- **Task details**: Within these entries, which lines include the string "Mark"? Copy each one.

- **Data supplied**:

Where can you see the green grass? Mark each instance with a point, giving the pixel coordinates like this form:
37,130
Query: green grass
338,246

---

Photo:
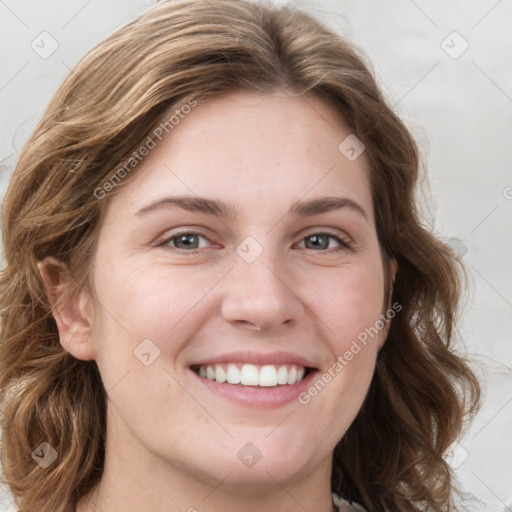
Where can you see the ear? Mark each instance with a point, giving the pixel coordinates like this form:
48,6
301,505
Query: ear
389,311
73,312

* * *

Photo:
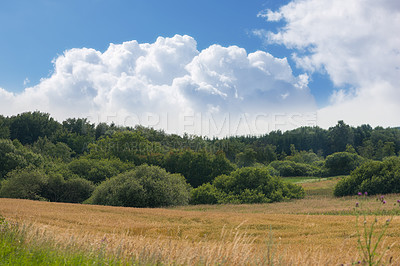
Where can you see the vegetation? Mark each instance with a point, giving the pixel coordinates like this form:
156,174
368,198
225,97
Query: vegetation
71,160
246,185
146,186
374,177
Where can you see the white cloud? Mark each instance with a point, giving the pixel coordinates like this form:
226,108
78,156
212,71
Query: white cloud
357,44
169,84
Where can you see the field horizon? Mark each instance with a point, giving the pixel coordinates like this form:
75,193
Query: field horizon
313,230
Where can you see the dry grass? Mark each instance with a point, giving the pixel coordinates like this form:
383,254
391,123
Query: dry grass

- **Response to this exercise**:
Where can you see the green grass? Mark each instance with a point, giving the pixel coordinates like this form:
Where can you see the ear? Mark each instance with a point, giving the pixel coordinates like this form:
Where can you see the vegetation? Mark each instance with a point, giving the pixel coordinates like this form:
Where can you see the white cloud? Mark each instance with a point, giving the pixel coordinates like this form:
Where can you see the field horizon? Mark each instance with a point, giving the pixel coordinates like this form:
Where can you see the dry grass? Mark each instance with a point, giving the pixel coordinates like this form:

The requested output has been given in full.